## Begin Supplied passage

|

In this workshop the new possibilities and perspectives of the
applications of virtual reality systems, 3D GIS and 3D visual processing
for archiving, interpreting and communicating spatial archaeological data
wil be discussed.
|

Lon Addison (UC Berkeley, USA)
Maurizio Forte (CNR-ITABC, Consiglio Nazionale delle Ricerche, Italy)
Marco Gaiani, (Politecnico di Milano, Italy)
|

The landscape is a dynamic context of different transformations intelligible through the time: cultural, historic, political, social, geomorphologic, geographic, anthropological.
The study and the analysis of the archaeological and historical landscape involve a multidisciplinary approach in order to reconstruct cultures, paleo-environments, mental maps (mindscapes), geomorphology, settlements in diachronic way. Therefore the diachronic and dynamic reconstruction of the landscape needs to implement different methods and advanced digital technologies: GIS (Geographical Information Systrem), remote sensing, virtual reality, predictive modelling, multimedia applications. The final result concern a virtual representation of all the information useful for a complete and deep cultural European knowledge and communication of the landscape, including distinct aspects and layers of valorisation.

## End Supplied passage
## Begin Stored data

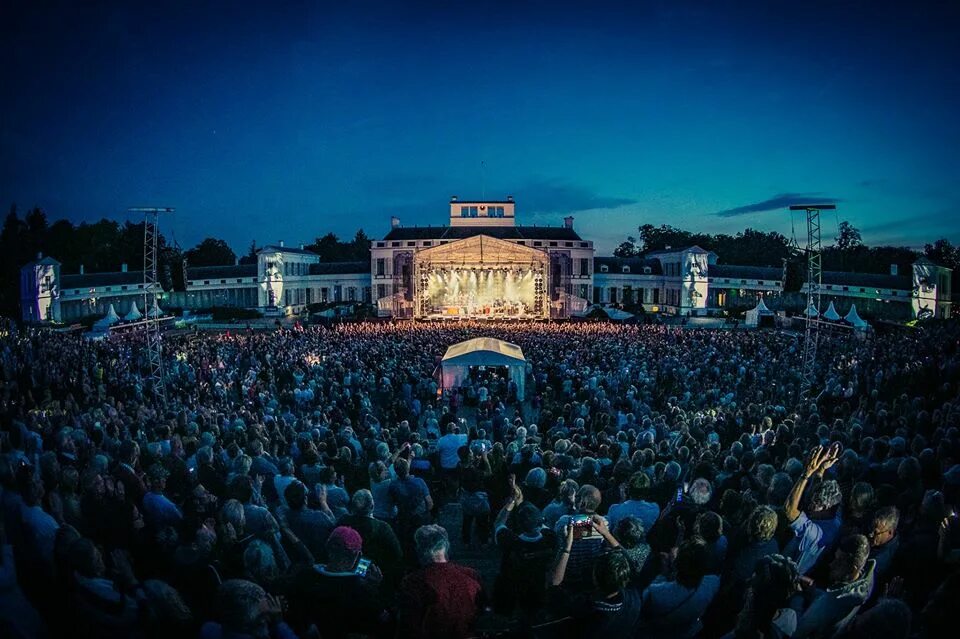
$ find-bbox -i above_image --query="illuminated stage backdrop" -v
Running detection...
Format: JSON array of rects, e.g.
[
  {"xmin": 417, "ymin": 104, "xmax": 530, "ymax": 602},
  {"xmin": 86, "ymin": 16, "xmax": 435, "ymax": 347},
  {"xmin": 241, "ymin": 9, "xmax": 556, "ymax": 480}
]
[{"xmin": 414, "ymin": 235, "xmax": 549, "ymax": 319}]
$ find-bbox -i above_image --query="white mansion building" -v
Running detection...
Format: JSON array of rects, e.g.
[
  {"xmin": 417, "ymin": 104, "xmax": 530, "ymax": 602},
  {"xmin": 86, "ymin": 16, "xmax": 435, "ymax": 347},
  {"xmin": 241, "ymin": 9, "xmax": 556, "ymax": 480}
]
[{"xmin": 21, "ymin": 197, "xmax": 952, "ymax": 323}]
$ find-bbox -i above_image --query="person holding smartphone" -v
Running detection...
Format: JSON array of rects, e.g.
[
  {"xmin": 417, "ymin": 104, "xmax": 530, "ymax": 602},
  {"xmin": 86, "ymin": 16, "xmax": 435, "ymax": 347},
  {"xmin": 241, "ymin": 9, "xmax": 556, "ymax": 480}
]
[{"xmin": 290, "ymin": 526, "xmax": 392, "ymax": 637}]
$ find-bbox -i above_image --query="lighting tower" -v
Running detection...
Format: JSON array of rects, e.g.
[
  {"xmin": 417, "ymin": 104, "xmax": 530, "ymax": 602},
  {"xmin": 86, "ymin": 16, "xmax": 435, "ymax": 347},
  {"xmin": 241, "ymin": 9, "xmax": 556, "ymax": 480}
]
[
  {"xmin": 790, "ymin": 204, "xmax": 837, "ymax": 402},
  {"xmin": 128, "ymin": 206, "xmax": 173, "ymax": 407}
]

## End Stored data

Copy the passage of the workshop description above between "The study and" and "layers of valorisation.", inclusive.

The study and the analysis of the archaeological and historical landscape involve a multidisciplinary approach in order to reconstruct cultures, paleo-environments, mental maps (mindscapes), geomorphology, settlements in diachronic way. Therefore the diachronic and dynamic reconstruction of the landscape needs to implement different methods and advanced digital technologies: GIS (Geographical Information Systrem), remote sensing, virtual reality, predictive modelling, multimedia applications. The final result concern a virtual representation of all the information useful for a complete and deep cultural European knowledge and communication of the landscape, including distinct aspects and layers of valorisation.